Why St. Lucia's hosting of a regional environmental event is significant
The RedLAC Congress precedes COP16, which takes place in late October
Originally published on Global Voices
By Tyrell Gittens
This story is a combination of two articles that were first published on the Cari-Bois Environmental News Network. It appears below as part of a content-sharing agreement.
Representatives from one of Global Voices’ republishing partners, Cari-Bois Environmental News Network, are attending the 26th Congress of the Latin American and Caribbean Network of Environmental Funds (RedLAC) in St. Lucia, which takes place from October 7-10. This annual environmental finance event, being hosted for the first time in the Eastern Caribbean, strives to unite environmental funds from Latin America and the Caribbean with strategic allies and international partners, investors, and government representatives.
This year's theme, “30x30x30: The Path to 2030,” aims to “[advance] global conservation targets within national and regional contexts.” It refers to the “30×30” conservation target, a key element of the recently adopted Global Biodiversity Framework (GBF), which mandates that 30 percent of the earth’s land and sea should be conserved by the year 2030 via the establishment of protected areas and the like.

____

Set exercise A:
Decide whether each statement below agrees with the article on St. Lucia's RedLAC hosting. Answer yes or no for each, quoting the words from the article that settle it.
(i) This is the first time the RedLAC Congress has been held in the Eastern Caribbean.
(ii) The RedLAC Congress takes place after COP16.
(iii) The 30x30 target calls for 30 percent of the earth's land and sea to be conserved by 2030.
Set exercise B: Resume the article on St. Lucia's RedLAC hosting, starting right after its final sentence.

Given information:
____

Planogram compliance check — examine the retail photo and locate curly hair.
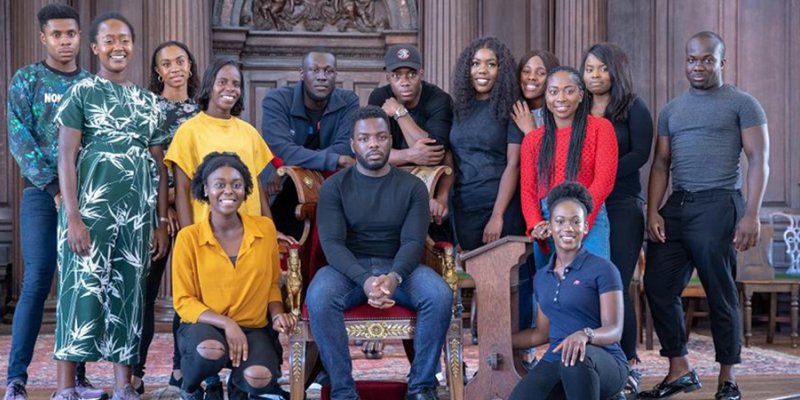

____

Final answer A:
(i) Yes: "being hosted for the first time in the Eastern Caribbean"
(ii) No: "The RedLAC Congress precedes COP16"
(iii) Yes: "mandates that 30 percent of the earth’s land and sea should be conserved by the year 2030"

Final answer B:
In a recent interview, the chief executive officer of the Caribbean Biodiversity Fund (CBF), Karen McDonald Gayle, explained why the Congress is relevant to the Caribbean’s approach to the 30×30 target: “It’s very important that we make the voice of the Caribbean heard and more specifically, the voice of the Eastern Caribbean.” The day-to-day realities of aspiring to the United Nations’ Sustainable Development Goals and reaching these global targets are finally getting the opportunity to be discussed in the context of the Latin American and Caribbean experience.
As global conservation efforts focus on the implementation of Target 3 of the Kunming-Montreal Global Biodiversity Framework (GBF), RedLAC's focus is on strengthening and expanding partnerships with the region’s implementing bodies. More than 200 attendees from 20 countries are participating.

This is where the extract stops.